_WORK TO BE COMPLETED:_ Please carry on the piece about a disappointing weekend at home with sick kids, starting after its final line.

_TEXT SECTION:_

________

It is hard to write when your heart isn’t in it. I wanted to type a tale about the fun and joyful weekend I had, but it would not be true. I tried to think of something redemptive to write about, and nothing came to me. I searched my rough drafts and idea sheets for a topic, bleh. Perhaps something funny or light-hearted? Still nothing. Instead, I offer the truth.
I am disappointed that I didn’t write yesterday. Now I am a day behind.
I am disappointed that my kids were sick this weekend and we had to miss out on some fun plans.
I am disappointed that I wasn’t more patient and loving while we stayed home ALL day long.
I’m even disappointed that I got distracted while barbecuing and our breakfast went up in flames. (yes I BBQ my breakfast sausages. I’m from California. That’s how we cook meat.)

________

_INFORMATION SUPPLIED:_
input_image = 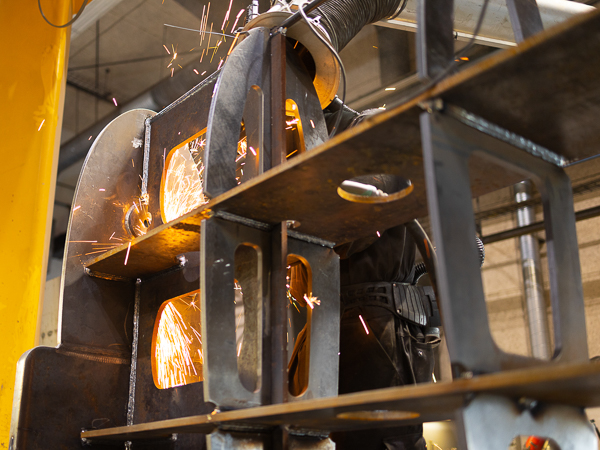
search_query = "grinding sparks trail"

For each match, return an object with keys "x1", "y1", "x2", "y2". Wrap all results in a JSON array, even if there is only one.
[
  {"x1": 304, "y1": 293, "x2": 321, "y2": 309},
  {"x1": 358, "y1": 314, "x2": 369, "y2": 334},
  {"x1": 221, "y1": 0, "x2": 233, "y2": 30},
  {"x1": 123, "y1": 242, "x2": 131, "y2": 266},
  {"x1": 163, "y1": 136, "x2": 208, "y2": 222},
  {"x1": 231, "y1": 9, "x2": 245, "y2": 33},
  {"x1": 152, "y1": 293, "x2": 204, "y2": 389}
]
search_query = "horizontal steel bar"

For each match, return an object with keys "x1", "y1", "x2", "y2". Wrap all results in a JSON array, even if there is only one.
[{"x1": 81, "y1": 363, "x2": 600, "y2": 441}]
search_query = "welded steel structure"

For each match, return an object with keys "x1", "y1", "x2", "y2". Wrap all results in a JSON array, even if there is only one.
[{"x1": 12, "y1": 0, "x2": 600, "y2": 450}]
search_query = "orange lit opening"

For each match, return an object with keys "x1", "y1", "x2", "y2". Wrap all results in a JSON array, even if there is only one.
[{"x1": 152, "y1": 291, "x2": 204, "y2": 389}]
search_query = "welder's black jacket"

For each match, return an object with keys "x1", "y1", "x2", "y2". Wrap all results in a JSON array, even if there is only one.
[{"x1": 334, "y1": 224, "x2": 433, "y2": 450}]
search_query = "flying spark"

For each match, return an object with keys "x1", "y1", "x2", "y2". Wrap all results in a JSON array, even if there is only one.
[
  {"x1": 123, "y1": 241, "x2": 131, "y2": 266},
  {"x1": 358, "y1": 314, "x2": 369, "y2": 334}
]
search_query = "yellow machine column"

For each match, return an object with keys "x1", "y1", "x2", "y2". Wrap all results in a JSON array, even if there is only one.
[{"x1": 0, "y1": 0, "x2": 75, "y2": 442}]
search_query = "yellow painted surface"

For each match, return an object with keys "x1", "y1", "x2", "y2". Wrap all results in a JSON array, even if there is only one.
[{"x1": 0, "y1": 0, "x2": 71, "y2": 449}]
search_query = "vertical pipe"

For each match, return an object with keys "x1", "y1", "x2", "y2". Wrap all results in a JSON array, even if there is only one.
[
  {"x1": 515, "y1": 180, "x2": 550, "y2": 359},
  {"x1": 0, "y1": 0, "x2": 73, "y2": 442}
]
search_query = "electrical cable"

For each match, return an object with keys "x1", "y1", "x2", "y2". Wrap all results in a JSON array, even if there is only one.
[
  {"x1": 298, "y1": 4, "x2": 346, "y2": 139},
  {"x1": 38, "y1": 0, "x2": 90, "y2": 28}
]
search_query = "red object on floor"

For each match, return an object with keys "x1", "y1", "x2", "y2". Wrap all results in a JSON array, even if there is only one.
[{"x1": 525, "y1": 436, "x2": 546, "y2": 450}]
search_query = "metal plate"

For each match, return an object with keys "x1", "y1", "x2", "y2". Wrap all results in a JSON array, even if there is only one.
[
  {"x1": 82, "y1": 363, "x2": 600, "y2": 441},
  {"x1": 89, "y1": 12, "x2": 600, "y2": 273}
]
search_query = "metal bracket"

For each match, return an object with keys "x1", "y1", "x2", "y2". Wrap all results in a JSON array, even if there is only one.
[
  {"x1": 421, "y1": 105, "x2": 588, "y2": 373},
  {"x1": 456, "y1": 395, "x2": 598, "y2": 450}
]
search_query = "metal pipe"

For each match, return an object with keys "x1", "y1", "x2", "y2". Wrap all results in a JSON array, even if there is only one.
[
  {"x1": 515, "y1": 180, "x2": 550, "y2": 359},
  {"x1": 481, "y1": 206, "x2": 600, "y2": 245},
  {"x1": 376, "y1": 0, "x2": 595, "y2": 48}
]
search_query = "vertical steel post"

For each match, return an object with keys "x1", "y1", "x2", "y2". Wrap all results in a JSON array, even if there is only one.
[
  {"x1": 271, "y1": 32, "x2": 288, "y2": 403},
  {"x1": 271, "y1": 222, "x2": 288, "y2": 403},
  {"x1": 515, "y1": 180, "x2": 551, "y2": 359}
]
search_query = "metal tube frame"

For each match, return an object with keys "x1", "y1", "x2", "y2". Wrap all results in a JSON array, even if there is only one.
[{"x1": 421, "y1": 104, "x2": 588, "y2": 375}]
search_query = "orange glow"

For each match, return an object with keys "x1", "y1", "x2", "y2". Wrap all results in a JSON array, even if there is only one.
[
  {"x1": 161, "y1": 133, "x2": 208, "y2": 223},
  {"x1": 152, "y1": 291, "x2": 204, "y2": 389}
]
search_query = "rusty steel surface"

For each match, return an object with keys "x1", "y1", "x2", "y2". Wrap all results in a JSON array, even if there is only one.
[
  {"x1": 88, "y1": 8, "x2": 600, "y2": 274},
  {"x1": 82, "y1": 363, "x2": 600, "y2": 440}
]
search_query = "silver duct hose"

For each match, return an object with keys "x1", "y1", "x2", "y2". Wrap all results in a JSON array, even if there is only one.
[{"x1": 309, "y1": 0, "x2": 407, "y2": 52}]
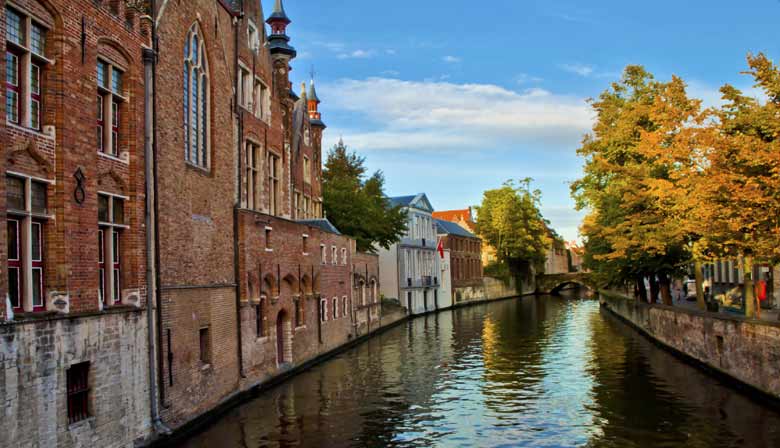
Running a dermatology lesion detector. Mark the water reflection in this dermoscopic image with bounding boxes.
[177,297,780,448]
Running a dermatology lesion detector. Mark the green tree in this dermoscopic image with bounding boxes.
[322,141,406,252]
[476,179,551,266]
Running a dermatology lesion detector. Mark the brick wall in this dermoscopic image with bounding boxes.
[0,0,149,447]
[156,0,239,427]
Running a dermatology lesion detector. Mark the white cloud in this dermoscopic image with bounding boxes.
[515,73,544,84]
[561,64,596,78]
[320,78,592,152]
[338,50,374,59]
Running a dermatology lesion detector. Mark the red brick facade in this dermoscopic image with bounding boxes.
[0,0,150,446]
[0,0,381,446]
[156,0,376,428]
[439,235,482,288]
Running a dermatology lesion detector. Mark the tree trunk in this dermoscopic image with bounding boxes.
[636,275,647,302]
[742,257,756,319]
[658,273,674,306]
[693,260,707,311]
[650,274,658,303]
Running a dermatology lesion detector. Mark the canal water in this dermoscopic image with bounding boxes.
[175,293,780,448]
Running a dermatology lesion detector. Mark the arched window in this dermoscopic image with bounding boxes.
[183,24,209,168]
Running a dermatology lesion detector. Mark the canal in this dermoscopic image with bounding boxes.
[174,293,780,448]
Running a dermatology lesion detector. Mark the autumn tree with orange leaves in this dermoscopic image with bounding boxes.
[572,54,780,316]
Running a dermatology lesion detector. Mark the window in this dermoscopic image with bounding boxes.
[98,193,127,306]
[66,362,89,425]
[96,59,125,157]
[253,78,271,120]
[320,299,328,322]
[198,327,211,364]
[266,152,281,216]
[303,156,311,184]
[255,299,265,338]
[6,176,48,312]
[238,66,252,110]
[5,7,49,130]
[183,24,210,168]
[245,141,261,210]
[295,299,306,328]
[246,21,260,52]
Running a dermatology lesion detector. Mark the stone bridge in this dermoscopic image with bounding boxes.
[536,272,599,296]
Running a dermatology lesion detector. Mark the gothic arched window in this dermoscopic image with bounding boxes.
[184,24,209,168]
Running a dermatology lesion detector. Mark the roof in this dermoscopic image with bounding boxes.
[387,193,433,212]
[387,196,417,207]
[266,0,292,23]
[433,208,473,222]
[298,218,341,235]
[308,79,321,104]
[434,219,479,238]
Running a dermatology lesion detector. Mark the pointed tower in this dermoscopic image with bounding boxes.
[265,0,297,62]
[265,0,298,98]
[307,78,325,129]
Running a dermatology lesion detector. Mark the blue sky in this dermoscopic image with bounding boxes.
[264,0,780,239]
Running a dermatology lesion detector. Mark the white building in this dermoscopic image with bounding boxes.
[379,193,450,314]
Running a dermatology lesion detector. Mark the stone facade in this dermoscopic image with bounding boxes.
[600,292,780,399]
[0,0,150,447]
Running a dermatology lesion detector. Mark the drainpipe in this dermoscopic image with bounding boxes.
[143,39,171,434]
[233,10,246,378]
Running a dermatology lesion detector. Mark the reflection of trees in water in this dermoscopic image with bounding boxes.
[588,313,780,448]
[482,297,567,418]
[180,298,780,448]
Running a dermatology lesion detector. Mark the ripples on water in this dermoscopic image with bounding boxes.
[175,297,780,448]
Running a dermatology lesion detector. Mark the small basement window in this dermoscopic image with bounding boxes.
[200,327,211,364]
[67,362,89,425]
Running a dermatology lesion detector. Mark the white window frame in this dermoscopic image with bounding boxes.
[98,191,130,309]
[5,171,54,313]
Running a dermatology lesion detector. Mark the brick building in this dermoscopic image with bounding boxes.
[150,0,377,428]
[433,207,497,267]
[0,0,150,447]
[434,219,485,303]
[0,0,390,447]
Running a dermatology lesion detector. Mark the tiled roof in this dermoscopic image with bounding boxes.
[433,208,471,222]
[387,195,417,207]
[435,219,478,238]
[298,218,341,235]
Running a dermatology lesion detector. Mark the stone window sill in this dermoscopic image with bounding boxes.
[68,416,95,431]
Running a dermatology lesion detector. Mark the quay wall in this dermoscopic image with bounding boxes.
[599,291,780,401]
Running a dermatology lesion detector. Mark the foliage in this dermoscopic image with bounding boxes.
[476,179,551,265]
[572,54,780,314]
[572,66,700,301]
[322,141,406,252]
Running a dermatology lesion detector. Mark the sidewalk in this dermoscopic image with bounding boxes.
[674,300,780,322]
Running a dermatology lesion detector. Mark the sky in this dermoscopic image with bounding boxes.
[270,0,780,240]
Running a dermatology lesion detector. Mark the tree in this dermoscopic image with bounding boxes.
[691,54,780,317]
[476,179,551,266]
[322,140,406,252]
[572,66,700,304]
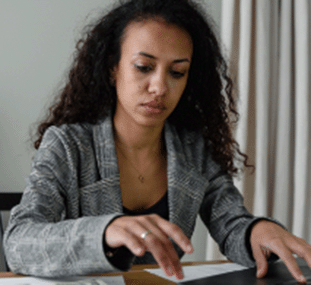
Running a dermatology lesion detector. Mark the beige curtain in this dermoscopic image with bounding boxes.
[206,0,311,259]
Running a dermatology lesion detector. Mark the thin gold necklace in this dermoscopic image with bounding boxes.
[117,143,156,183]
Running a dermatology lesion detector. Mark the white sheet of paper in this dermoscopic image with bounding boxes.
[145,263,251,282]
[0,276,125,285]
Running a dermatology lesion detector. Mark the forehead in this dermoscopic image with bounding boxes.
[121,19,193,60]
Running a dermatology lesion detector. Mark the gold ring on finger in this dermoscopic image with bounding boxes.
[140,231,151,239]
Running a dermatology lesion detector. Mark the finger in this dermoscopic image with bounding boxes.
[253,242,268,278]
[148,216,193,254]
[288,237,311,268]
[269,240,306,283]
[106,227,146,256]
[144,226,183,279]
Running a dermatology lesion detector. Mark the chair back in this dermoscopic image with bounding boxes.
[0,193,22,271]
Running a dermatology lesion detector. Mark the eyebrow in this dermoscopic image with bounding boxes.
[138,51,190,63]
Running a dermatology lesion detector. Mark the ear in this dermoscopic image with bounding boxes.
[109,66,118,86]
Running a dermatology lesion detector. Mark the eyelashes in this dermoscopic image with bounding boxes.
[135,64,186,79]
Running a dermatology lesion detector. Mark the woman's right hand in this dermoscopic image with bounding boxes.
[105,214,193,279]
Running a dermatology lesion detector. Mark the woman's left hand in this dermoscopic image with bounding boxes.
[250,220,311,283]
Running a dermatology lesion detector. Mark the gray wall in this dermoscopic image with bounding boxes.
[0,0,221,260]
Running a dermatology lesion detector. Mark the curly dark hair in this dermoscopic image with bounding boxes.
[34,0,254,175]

________

_RESPONSE AREA:_
And of course, I am tired. I am tired of doing dishes, picking up rooms, sweeping crumbs, throwing out papers and wiping up toothpaste. I am also tired of custody arrangements, packing and un-packing bags, and having heartbreaking conversations with my precious kids.
I know these are all first-world problems. I know it will all work out. I know I am actually really lucky.
Tomorrow I will get up and keep going, just like all other days. Tomorrow I will apply for another job, meet with another friend, and enjoy the fall day.
Tomorrow is full of hope and new opportunities.
Today is done. I’m glad. I think that is ok.